● **What to do**:
#1 According to the passage, how many individual buildings does the HEEW dataset cover?
#2 In the listing, reproduce the lines starting at the line containing "Prompted segmentation: for" and ending at the line containing "box: [0, 768, 661, 995]", including both of those lines.

● **Passage**:
Due to privacy and information security, data sources are not always accessible, especially in a deregulated market. Presently, complete datasets on energy systems mainly involve electricity consumption^10–12^, renewable energy generation^10,11^, and meteorological information (widely accepted as influential factors for energy system operations)^10–12^, structured in a multi-source manner^10,12^ and hierarchical fashion^12^. Multi-source datasets that involve multiple loads, photovoltaic (PV) panels, or other components are desirable for managing decentralized energy systems such as microgrids. Hierarchical datasets contribute to the interactions between microgrids and centralized energy systems such as power distribution systems. However, the lack of heat and cooling energy consumption may make these datasets unsuitable for analyzing the interactions among multiple energy sectors.

In the context of energy systems penetrated with renewables, many studies prefer a sufficient, complete dataset of multiple energy consumption, renewable power generation, GHG emissions, and weather information. In practice, the number of suitable multiple energy datasets is relatively limited compared to those targeted at power systems, which may constrain further investigations^1^. Generally, only a few types of multiple energy consumption of individuals are provided in the multiple energy dataset, in which the record of renewable power generation is not considered, thus limiting the implementation of the dataset. For instance, the electricity and thermal energy consumption of 38 houses in Germany is contained in the dataset without other data sources^13^. The reality is that multiple energy datasets incorporating multi-source information are significantly less common than those focusing solely on electricity. Furthermore, the record of GHG emissions has not yet been included in current multiple energy datasets. On the other hand, the length of multiple energy datasets is often within a year or several months. It is far from sufficient for leveraging the power of deep learning methods compared with electricity-only datasets^1,6^. There is still a conspicuous absence of multi-source energy datasets with a hierarchical structure (see Fig. 2), from individuals to aggregations and up to the top level, despite the fact that many raw data sources remain messy and insufficiently prepared for reproducibility, customization, and further development.

Hence, this study develops a sufficient multi-source and hierarchical dataset by integrating diverse data sources of multiple energy consumption (e.g., electricity, heat energy, and cooling energy), PV power generation, GHG emissions, and weather information (temperature, dew point, humidity, wind speed, pressure, and precipitation), dubbed Hierarchical Energy, Emissions, and Weather (HEEW). The dataset ranges from 1 January, 2014, to 31 December, 2022, providing information on 147 individual buildings in the entire region. The multi-source data records originating from these buildings can be aggregated to form the combined datasets of the four communities. Then, the aggregated records from these communities can be synthesized to produce a hierarchical dataset representative of the entire region. The dataset can be used for investigations on imputation, anomaly detection, clustering, decomposition, classification, forecasting, and optimization. For reproductivity, customization, and development, we believe this real-world dataset can serve as the benchmark of time series sequence or tabular data to improve the management of multiple energy systems and decentralized systems.

● **Input data**:
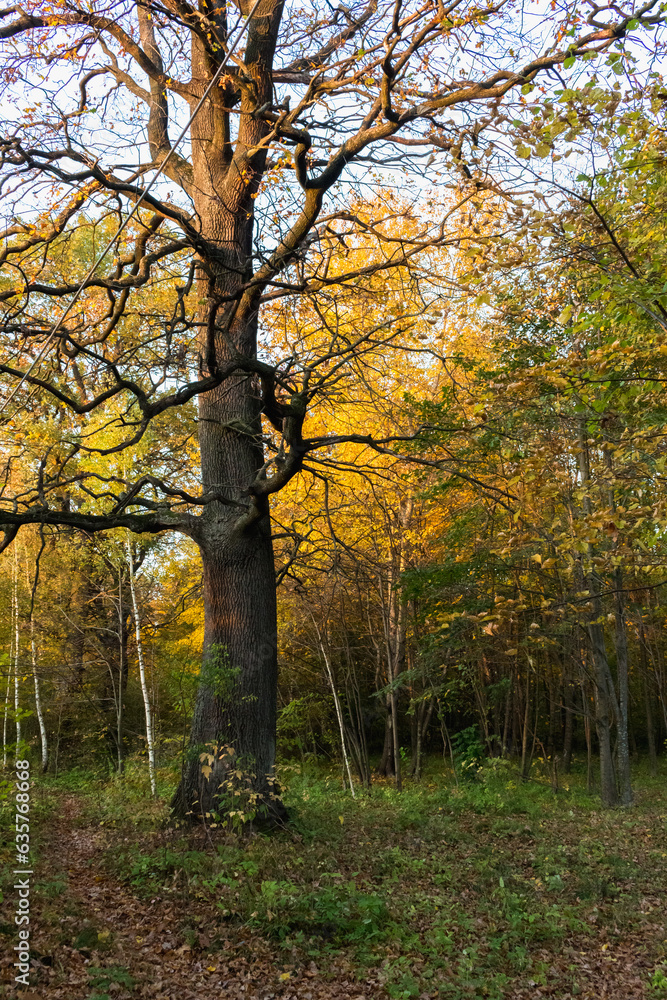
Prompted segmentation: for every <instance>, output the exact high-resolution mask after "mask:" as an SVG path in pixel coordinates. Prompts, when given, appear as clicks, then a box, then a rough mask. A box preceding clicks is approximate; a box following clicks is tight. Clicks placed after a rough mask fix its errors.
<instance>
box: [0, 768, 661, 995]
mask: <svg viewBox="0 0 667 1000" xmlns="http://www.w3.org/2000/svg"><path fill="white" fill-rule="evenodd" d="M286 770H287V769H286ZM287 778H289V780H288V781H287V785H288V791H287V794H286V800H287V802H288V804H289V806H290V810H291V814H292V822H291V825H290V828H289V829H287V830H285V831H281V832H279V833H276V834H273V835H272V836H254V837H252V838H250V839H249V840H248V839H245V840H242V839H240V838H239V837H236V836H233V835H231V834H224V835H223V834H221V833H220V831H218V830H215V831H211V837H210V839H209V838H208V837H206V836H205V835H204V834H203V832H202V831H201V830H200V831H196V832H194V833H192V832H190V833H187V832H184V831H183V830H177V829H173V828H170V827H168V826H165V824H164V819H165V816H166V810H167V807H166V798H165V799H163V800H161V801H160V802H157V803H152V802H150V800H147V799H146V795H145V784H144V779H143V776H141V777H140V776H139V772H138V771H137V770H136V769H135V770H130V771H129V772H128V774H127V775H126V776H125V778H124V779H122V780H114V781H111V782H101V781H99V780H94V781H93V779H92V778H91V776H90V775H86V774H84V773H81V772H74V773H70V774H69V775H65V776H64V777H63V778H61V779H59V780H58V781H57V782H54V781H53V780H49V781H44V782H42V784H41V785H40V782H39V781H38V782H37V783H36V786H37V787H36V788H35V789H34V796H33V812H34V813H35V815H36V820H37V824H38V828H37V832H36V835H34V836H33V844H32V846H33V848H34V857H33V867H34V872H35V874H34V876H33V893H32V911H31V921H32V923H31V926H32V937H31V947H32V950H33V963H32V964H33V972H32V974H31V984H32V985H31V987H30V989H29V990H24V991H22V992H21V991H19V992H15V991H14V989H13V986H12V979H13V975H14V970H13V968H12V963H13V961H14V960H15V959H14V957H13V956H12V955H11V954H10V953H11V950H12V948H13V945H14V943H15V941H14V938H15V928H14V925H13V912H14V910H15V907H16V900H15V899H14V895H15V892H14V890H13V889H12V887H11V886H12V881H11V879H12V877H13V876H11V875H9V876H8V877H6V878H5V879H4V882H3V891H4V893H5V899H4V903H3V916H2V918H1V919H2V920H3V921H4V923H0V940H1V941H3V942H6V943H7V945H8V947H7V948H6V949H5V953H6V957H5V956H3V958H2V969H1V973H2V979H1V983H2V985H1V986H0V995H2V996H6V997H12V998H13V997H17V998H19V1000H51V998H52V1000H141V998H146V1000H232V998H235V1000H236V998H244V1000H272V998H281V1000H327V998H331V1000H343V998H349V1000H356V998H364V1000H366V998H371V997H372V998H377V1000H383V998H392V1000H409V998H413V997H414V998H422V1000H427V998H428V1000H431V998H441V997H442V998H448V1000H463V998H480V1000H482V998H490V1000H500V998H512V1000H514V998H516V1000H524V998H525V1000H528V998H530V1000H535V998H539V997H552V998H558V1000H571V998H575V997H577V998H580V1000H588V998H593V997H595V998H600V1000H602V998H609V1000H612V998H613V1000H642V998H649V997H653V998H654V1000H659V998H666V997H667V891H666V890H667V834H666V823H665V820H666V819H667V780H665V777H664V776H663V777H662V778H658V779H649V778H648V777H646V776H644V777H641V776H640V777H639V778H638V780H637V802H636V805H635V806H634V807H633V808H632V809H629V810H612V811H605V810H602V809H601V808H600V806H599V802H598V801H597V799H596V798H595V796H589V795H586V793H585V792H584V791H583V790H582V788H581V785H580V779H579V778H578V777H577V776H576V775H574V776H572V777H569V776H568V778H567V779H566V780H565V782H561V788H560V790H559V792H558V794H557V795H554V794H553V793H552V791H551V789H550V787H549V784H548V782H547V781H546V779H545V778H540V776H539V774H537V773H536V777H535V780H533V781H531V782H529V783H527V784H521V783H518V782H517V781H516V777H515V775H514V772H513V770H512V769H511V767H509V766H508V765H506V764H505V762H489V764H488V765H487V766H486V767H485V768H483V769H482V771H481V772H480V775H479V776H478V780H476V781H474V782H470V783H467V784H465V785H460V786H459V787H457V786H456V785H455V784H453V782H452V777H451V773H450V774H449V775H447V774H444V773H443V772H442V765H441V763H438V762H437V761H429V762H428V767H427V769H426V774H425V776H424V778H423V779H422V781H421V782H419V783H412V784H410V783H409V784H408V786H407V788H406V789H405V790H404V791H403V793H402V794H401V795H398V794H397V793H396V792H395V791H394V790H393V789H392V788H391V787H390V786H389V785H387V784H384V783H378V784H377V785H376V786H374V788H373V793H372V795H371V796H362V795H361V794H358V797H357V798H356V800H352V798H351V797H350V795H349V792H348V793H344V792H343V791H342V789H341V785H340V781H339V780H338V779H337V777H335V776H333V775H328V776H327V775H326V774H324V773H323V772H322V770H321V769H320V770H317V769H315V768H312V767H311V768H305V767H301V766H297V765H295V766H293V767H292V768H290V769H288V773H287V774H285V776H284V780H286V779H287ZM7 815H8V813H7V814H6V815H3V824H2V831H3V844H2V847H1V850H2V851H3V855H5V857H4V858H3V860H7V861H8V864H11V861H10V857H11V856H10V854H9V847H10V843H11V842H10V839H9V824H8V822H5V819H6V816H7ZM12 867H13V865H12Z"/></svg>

* * *

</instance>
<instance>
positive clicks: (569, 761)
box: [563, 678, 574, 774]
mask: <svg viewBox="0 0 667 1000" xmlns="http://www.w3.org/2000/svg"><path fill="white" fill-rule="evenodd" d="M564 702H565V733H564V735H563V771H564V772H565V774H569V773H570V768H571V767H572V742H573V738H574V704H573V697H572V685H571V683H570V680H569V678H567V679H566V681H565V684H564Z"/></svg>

● **List of solutions**:
#1 147 individual buildings.

#2
Prompted segmentation: for every <instance>, output the exact high-resolution mask after "mask:" as an SVG path in pixel coordinates. Prompts, when given, appear as clicks, then a box, then a rough mask. A box preceding clicks is approximate; a box following clicks is tight. Clicks placed after a rough mask fix its errors.
<instance>
box: [0, 768, 661, 995]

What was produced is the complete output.